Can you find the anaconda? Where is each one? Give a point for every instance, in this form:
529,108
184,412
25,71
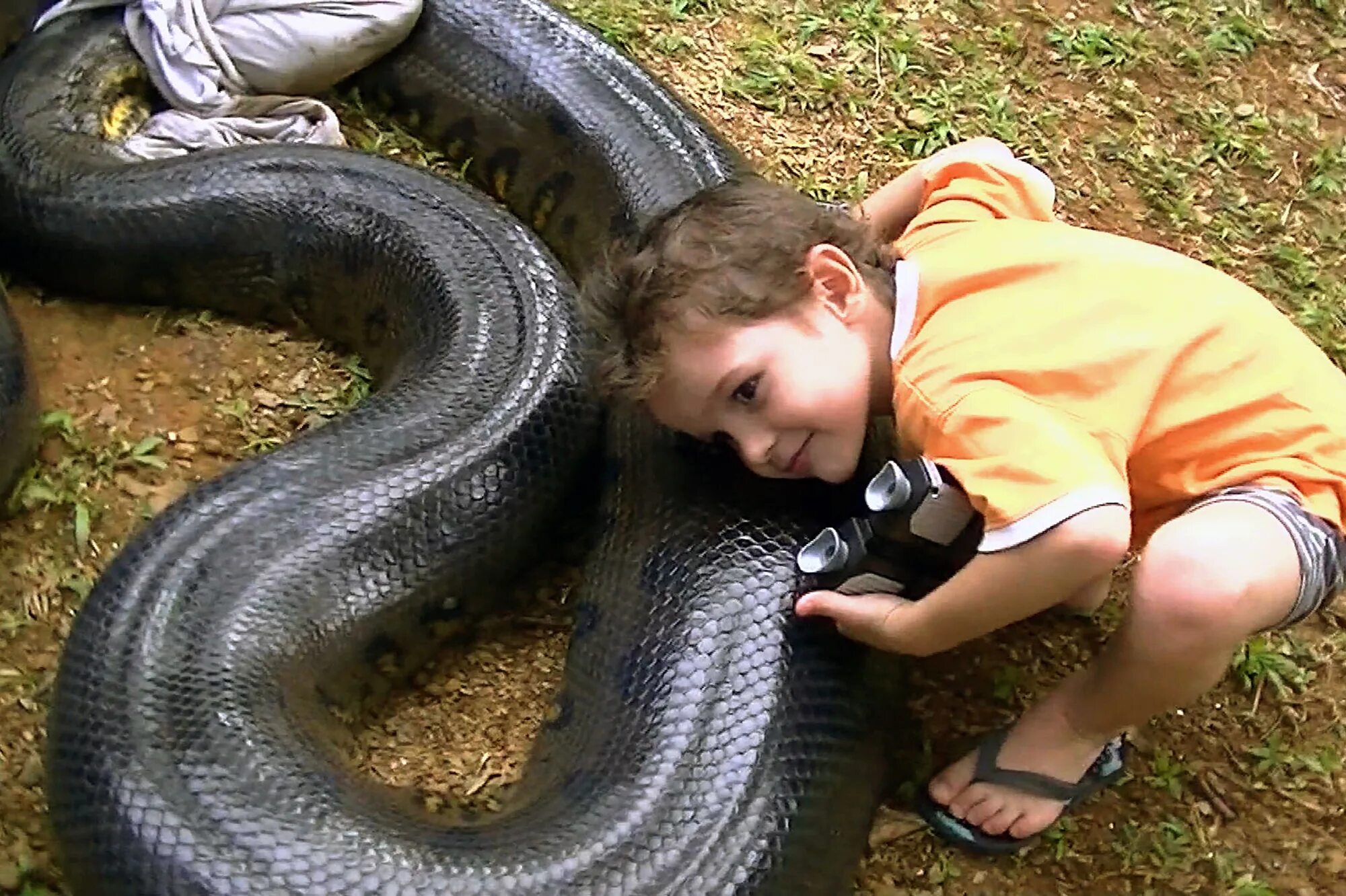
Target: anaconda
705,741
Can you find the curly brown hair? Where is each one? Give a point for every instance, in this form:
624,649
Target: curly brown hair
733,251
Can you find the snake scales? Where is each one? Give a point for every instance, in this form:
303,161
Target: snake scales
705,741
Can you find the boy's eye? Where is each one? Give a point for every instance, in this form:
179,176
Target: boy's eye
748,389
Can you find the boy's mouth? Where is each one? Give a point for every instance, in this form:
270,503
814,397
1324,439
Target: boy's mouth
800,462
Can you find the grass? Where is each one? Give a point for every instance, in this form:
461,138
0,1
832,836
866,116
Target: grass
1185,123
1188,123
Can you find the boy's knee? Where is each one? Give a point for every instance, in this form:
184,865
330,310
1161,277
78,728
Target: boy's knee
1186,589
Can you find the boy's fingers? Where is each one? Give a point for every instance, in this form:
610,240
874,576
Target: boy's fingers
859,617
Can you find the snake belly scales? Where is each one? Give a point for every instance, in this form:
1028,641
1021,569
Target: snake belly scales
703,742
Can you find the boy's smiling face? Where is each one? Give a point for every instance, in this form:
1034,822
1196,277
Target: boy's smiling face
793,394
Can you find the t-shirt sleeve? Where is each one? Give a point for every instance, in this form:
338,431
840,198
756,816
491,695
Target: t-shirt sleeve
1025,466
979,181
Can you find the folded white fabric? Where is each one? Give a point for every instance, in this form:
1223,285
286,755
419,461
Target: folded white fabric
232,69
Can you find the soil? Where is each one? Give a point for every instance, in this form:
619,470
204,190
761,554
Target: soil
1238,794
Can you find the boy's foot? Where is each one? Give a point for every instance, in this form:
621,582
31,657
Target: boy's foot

====

> **EXERCISE GOAL**
Could you rewrite all of the lines above with every "boy's" replaced by "child's", everything else unchanged and the pictures left out?

> **WRITTEN SOLUTION**
Can you find the anaconda? Where is each one? Give a point for every instance, in this form:
529,108
184,412
25,71
Target: anaconda
705,741
Can you find the curly brown hair? Where is each one? Give a point for every instance, in this form:
624,649
Target: curly brown hair
733,251
Can you find the snake scales? Where is each one? Give a point for every instance, in this form:
303,161
Target: snake scales
705,741
Can you find the child's eye? Where is each one? Give a point for every instance, in this form:
179,176
Target: child's eye
748,389
Can you find the child's mouth? Where is each one? Give a point for every instance, in this form:
270,503
814,397
1324,439
Target: child's mouth
800,462
Can you find the grass? Where is each one? Give a point for every instance, in this form:
461,138
0,1
832,836
866,116
Target: grass
1185,123
1188,123
Can you find the child's knee? Where is each one? Give a point for every instance, in this form:
184,865
330,310
1161,277
78,728
Target: child's knee
1186,589
Can you find the child's fingers? Where is each one? Give a point for every instance, in this form:
610,240
874,576
Target: child's fingers
859,617
Can you find the snake belly scales? Where is each one? Give a point for every instance, in this form:
1028,641
1021,569
Target: snake belly scales
703,742
Can you find the child's smiling face? Where is each one? Give a point for every instance, in this form:
1034,822
1196,277
Target: child's smiling face
793,394
Can you find the t-shirt sleeve? Where is each one? Give a point for every instance, in this form:
338,431
840,198
756,816
491,695
Target: t-shirt sleeve
1025,466
979,181
Can you find the folded white fabric? Where is each one? Give a point for every instance, in this form:
1223,285
286,755
419,461
Target: folded white fabric
232,69
Can you find the soil? Where is each one? Give a point for every instance, in this form:
619,470
204,190
761,554
Target: soil
1238,794
Can you find the child's foot? Where is each one? Give a point for every instance, in this form:
621,582
31,657
Target: child's foot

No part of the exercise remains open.